Rows of box annotation data
---
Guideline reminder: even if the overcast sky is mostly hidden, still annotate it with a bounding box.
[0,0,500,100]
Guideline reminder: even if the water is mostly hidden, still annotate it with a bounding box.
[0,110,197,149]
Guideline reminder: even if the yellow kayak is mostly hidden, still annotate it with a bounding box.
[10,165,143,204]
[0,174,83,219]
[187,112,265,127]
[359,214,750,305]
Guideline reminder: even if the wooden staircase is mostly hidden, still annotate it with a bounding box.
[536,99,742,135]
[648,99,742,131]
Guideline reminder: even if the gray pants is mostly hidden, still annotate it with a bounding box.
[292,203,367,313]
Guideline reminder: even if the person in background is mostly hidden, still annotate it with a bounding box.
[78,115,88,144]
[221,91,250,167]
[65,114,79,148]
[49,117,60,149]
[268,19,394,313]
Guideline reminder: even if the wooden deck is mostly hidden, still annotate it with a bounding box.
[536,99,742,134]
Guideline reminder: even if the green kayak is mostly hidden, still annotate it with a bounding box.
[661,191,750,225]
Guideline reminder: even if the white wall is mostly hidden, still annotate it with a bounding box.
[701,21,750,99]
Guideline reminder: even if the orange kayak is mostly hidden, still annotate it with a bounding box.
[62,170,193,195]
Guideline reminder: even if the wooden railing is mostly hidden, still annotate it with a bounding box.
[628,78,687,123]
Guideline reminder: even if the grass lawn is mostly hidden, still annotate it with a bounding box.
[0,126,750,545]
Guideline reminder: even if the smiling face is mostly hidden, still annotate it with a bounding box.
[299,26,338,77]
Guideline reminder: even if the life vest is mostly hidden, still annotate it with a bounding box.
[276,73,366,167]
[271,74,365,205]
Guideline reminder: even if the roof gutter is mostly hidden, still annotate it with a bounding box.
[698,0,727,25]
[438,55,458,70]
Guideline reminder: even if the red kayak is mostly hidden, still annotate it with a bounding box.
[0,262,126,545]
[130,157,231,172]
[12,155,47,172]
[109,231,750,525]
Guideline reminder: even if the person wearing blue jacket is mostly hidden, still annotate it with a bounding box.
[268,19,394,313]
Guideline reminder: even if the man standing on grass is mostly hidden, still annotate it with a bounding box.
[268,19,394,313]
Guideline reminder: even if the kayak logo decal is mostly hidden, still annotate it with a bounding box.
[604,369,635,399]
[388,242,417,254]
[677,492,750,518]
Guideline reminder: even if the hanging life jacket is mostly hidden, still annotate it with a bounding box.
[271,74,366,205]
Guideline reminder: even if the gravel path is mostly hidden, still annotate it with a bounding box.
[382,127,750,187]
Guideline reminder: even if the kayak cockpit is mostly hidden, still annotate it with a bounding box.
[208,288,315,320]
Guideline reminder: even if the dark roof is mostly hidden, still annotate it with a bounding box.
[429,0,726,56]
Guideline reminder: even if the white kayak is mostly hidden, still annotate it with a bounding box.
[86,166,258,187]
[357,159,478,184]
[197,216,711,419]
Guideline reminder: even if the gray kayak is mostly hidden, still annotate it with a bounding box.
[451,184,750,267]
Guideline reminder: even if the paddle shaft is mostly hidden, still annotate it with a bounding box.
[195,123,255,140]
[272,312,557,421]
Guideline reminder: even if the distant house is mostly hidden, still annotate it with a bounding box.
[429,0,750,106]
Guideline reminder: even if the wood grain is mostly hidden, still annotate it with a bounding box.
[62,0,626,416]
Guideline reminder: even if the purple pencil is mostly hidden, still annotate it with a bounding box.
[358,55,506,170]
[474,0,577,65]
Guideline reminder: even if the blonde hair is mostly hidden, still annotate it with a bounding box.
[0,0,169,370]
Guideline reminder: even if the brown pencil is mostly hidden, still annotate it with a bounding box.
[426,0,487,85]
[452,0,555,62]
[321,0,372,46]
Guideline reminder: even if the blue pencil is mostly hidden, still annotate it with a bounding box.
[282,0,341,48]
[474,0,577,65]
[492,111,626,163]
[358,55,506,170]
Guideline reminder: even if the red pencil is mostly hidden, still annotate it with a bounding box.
---
Copy out every line in the entries above without changing anything.

Guideline reminder: even if the overcast sky is mostly hidden, still annotate it with a bounding box.
[0,0,500,100]
Guideline reminder: even if the water is mostly hidden, still annotate it with a bounding box.
[0,110,197,149]
Guideline reminder: even if the yellow kayak is mostly hidden, still annotate it with a bounding box.
[10,165,143,204]
[0,174,83,219]
[187,112,265,127]
[359,214,750,305]
Guideline reminder: even if the wooden staircase is mostly hidden, still annotate it with a bounding box.
[536,99,742,135]
[648,99,742,131]
Guideline reminder: even if the gray pants is mostly hidden, still annotate it with a bounding box.
[292,203,367,313]
Guideline reminder: even if the person in background is mostly hidden, still annotate it with a bounding box.
[78,115,88,144]
[221,91,250,167]
[65,114,79,148]
[49,117,60,149]
[268,19,394,313]
Guideline reminder: even if the wooden deck is mostly hidden, still annotate it with a bounding box.
[536,99,742,134]
Guideline reminder: even if the green kayak is mostly hidden, still annotate it with a bounding box.
[661,191,750,225]
Guideline reminder: even if the white wall is mostly hidden, still annotate it with a bounding box.
[701,21,750,99]
Guideline reminder: even if the orange kayak is mostly hidden, still annotate it with a bounding box.
[62,170,193,195]
Guideline reminder: even if the wooden railing is mostly hidden, still annotate it with a bounding box.
[628,78,687,123]
Guideline reminder: even if the grass lawn is mostly hidden, still annotate it with a bounding box.
[0,126,750,545]
Guideline reminder: even if the smiling face is mostly hidden, still annotate it with a bounding box.
[299,26,338,77]
Guideline reminder: even if the life vest is mostly hidden, still annotate it with a bounding box.
[276,73,366,167]
[271,74,365,205]
Guideline reminder: even if the roof gutter is mostly hidden, still annotate it with a bounding box.
[698,0,727,25]
[438,55,458,70]
Guideline reminder: even if the red kayak is mostly hidden, still annotate it with a bounding box.
[0,262,126,545]
[130,157,231,172]
[12,155,47,172]
[109,231,750,525]
Guideline reminder: even if the person wearing blue jacket is mostly hidden, still annotate it with a bounding box.
[268,19,394,313]
Guideline reminder: even if the man standing on grass is mostly hidden, still annotate it with a bounding box.
[268,19,394,313]
Guideline reminder: even if the kayak logo decal is mostly hidden, still annotate it with a bounding box.
[604,369,635,399]
[388,242,417,254]
[677,492,750,518]
Guideline reminder: even if the hanging life jacket is mostly hidden, still annotate it with a bounding box.
[271,74,366,205]
Guideline reminder: even if the gravel path is mostly hidden, still annotate it with a bounding box.
[382,127,750,187]
Guideline reminder: even if the kayak cockpit is mostly hidden, still annotate it with a bounding box.
[208,288,315,320]
Guideline reminder: even if the dark roof is mostly hidden, still annotate it with a bounding box.
[429,0,726,56]
Guideline reminder: even if the white kayak is mostly hidden, still annotate it with a bounding box.
[86,166,258,187]
[357,159,478,184]
[197,216,711,419]
Guideline reminder: even if the gray kayak is mostly hidden, still annotate it with a bounding box.
[451,184,750,267]
Guideline reminder: even if the paddle shaft is mostly hidden, still annotate it with a bounding box.
[195,123,255,140]
[272,312,557,421]
Guideline reminder: even if the distant house is mostly hidden, still annotate it with a bounding box.
[429,0,750,106]
Guideline reminder: even if the wood grain is mostly hidden, still annotate it with a bounding box.
[62,0,626,416]
Guideline reminder: even if the purple pencil is mostly hidden, still annotate it with a bounding box.
[358,55,506,170]
[474,0,577,65]
Guideline reminder: even if the blonde hair is mostly hidden, still annotate it with a bounding box.
[0,0,169,370]
Guideline reminder: even if the brown pencil is mostly hidden, still annotate it with a bounding box.
[426,0,487,85]
[452,0,555,62]
[321,0,372,46]
Guideline reminder: even if the blue pencil is mostly hidden, still annotate it with a bounding box.
[282,0,341,48]
[474,0,577,65]
[492,111,626,163]
[358,55,506,170]
Guideline reminder: even if the red pencil is mostly hidden, still annotate it with a bounding box.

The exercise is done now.